How many lines in the listing below contain the string "shirt"? Reply with the number alone.
####
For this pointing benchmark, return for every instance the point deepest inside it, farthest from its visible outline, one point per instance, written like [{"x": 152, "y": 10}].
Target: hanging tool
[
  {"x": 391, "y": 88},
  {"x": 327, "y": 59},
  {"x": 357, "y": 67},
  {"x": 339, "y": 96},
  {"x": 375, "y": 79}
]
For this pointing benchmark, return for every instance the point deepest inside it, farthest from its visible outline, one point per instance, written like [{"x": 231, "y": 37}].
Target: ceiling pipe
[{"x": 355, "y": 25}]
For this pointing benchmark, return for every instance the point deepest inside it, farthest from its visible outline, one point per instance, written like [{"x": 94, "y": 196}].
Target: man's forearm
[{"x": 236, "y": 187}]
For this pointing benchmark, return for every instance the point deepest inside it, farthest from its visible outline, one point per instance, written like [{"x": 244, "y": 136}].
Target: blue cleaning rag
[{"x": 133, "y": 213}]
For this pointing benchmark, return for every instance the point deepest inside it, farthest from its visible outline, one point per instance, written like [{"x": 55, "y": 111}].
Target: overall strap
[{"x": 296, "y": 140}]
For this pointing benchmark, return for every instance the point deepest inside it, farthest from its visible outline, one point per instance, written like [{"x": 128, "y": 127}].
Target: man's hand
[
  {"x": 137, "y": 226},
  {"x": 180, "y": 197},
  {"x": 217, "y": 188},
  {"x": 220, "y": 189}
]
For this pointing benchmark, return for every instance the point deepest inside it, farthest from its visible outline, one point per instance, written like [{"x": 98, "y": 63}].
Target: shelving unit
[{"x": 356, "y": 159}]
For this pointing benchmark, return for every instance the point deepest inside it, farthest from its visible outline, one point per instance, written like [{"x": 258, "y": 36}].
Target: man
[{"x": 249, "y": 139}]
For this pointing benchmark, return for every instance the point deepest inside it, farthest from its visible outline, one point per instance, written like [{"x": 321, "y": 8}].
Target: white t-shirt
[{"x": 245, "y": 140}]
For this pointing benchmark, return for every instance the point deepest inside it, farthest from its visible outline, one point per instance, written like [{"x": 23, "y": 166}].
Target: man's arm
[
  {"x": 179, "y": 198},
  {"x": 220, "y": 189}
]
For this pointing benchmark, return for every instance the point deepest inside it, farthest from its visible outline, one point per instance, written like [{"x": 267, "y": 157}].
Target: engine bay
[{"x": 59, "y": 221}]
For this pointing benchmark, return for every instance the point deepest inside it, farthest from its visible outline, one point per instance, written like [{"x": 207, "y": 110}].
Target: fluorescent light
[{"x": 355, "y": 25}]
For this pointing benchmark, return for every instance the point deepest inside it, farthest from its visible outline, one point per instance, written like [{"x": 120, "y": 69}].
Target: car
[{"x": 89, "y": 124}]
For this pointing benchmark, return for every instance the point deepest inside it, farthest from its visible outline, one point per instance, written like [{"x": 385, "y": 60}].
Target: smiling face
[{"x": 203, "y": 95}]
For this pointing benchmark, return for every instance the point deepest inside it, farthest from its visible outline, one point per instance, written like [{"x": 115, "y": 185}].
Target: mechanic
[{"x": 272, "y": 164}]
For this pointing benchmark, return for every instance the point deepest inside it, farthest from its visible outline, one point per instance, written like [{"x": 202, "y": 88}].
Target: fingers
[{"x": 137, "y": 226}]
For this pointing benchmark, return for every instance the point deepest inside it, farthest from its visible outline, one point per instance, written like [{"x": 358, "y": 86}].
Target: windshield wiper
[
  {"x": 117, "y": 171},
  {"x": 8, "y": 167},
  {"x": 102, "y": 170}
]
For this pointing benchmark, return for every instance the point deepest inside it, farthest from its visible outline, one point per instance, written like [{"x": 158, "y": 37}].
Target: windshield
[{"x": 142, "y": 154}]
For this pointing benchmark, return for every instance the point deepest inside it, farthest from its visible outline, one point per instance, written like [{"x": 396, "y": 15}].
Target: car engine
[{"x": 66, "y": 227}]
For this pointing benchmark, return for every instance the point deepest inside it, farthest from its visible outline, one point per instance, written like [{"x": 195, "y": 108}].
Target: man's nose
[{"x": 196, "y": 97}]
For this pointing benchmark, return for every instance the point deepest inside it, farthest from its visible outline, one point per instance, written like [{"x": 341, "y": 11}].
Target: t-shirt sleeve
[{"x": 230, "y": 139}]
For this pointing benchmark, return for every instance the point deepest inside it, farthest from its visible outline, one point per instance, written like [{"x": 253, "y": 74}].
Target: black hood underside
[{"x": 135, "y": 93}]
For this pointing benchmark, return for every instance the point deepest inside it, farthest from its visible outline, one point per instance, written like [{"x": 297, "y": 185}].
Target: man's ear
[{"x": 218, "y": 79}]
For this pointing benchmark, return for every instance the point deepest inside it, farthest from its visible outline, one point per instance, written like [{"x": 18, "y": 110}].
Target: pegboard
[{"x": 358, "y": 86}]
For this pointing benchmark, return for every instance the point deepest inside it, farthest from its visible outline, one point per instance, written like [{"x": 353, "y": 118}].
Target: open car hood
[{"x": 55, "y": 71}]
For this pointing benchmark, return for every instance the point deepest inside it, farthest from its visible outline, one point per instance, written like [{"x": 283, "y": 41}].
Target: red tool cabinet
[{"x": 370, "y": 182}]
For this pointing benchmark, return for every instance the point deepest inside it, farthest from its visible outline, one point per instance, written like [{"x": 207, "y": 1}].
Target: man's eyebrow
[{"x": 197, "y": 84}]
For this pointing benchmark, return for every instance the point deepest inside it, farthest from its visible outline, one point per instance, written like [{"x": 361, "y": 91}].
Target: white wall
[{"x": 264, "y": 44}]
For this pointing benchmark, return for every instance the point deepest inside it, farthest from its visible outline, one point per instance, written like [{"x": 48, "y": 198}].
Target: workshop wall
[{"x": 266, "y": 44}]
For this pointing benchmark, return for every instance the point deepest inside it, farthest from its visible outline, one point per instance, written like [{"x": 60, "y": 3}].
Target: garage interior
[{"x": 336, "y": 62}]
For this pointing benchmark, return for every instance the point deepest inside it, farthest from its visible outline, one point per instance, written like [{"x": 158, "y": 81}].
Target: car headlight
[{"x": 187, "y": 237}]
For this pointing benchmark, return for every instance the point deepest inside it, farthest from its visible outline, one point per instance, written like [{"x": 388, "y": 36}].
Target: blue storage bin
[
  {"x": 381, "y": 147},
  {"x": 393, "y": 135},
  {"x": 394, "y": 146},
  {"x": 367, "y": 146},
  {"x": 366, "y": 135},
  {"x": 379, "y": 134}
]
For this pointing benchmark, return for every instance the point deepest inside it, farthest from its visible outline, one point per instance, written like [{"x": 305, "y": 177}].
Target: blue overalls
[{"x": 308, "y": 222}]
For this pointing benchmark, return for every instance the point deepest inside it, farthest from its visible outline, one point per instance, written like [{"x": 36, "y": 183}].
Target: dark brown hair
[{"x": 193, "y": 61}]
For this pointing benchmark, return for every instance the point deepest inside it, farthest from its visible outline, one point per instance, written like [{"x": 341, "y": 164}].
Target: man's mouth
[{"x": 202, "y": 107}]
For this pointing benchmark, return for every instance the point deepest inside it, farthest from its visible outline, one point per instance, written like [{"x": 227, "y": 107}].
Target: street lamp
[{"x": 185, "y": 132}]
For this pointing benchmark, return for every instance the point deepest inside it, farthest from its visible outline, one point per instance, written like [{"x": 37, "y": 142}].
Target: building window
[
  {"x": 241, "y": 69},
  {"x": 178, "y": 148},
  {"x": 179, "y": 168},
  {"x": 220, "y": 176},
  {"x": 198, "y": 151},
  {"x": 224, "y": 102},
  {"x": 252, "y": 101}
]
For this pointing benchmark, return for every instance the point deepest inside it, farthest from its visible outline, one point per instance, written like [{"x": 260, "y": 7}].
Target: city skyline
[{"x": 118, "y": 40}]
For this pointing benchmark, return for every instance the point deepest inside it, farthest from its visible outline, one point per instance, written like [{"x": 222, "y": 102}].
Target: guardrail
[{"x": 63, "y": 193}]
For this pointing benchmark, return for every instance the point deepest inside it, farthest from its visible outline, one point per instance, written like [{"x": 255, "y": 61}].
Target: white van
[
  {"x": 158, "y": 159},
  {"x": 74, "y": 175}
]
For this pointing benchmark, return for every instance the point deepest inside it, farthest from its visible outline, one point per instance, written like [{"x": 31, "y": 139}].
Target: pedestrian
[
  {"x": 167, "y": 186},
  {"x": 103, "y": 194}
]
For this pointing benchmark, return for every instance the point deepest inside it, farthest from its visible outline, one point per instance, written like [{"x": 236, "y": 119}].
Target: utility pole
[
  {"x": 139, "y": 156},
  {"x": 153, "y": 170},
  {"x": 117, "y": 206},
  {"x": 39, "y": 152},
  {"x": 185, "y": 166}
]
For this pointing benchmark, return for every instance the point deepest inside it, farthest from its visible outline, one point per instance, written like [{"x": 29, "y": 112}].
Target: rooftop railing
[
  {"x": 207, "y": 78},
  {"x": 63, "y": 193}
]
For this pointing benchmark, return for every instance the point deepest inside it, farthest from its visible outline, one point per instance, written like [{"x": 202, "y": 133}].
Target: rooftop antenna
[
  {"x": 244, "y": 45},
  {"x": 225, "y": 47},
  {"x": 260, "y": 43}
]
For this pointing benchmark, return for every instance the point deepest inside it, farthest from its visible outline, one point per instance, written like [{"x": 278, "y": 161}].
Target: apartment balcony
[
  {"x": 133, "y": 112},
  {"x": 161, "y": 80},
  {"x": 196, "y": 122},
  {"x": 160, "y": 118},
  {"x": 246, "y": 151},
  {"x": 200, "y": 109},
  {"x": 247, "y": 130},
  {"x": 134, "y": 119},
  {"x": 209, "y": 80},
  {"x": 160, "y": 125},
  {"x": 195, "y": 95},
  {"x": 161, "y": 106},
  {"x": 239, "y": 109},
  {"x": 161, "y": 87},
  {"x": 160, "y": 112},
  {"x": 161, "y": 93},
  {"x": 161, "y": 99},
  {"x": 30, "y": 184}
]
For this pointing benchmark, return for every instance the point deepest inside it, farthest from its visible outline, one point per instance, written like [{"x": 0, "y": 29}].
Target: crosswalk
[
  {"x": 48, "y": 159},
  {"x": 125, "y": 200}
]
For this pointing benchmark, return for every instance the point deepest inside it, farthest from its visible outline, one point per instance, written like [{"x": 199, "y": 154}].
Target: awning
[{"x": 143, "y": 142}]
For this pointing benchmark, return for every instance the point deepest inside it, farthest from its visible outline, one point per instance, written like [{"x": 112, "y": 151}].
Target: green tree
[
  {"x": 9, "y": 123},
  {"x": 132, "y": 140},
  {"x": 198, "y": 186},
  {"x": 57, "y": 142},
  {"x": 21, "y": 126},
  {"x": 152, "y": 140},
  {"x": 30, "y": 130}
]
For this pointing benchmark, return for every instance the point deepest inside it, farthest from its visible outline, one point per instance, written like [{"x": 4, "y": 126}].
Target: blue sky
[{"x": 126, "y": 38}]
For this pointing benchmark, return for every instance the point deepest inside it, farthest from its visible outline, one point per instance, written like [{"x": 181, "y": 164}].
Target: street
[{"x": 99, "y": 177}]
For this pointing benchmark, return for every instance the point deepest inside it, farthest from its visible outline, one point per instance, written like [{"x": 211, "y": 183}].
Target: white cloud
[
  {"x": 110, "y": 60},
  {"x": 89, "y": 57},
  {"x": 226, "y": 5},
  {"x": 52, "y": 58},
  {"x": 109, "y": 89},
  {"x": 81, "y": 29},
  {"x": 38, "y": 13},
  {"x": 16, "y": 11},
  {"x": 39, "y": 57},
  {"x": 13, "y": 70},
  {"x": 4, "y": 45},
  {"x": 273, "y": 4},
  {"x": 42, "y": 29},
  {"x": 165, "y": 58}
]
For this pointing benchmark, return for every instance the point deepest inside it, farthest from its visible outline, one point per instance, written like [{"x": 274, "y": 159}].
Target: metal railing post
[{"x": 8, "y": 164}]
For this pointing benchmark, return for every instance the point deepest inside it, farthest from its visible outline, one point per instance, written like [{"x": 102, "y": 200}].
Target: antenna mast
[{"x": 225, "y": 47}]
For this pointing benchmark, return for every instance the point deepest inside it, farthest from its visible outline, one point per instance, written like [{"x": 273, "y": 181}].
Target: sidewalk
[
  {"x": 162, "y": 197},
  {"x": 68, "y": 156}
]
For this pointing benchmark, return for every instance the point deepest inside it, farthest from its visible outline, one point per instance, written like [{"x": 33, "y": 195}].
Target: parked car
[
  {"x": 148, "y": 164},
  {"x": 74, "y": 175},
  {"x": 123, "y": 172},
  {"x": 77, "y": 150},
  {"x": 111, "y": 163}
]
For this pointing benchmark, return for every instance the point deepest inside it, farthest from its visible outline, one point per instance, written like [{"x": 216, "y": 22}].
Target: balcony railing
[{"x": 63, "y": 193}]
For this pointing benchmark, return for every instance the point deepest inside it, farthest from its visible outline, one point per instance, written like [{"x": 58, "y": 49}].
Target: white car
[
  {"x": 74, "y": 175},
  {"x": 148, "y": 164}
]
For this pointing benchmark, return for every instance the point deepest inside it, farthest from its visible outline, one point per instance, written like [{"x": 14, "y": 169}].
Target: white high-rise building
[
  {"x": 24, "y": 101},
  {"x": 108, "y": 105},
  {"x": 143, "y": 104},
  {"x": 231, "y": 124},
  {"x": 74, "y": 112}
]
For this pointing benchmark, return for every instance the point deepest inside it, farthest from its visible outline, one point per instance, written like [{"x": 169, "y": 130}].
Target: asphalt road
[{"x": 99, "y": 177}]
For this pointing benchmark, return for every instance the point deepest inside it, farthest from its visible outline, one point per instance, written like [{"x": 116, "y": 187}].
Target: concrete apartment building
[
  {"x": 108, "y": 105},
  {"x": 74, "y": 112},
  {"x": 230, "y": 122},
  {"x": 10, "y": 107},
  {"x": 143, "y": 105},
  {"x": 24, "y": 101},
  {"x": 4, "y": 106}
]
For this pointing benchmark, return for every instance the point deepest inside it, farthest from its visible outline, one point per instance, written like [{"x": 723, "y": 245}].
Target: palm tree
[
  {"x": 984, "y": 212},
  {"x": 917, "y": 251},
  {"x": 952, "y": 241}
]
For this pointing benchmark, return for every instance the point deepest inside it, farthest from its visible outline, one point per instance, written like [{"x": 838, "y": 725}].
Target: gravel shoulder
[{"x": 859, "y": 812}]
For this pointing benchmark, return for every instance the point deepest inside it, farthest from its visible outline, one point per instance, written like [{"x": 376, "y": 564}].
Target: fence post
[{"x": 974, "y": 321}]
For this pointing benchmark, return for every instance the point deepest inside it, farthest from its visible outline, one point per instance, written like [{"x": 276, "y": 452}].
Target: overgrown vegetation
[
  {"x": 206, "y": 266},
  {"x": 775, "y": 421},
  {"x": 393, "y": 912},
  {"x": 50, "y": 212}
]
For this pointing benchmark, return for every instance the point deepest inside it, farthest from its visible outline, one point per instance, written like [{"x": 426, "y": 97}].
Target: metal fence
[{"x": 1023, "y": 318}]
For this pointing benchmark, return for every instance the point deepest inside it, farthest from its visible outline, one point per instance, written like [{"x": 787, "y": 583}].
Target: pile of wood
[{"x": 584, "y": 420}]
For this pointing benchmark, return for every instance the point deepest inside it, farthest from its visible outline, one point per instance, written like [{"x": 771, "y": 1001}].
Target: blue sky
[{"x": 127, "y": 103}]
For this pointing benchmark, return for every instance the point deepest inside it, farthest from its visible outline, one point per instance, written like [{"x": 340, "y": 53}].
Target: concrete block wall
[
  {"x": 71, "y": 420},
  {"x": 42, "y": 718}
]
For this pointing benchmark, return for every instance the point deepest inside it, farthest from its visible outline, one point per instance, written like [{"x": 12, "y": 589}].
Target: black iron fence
####
▶ **Task answer**:
2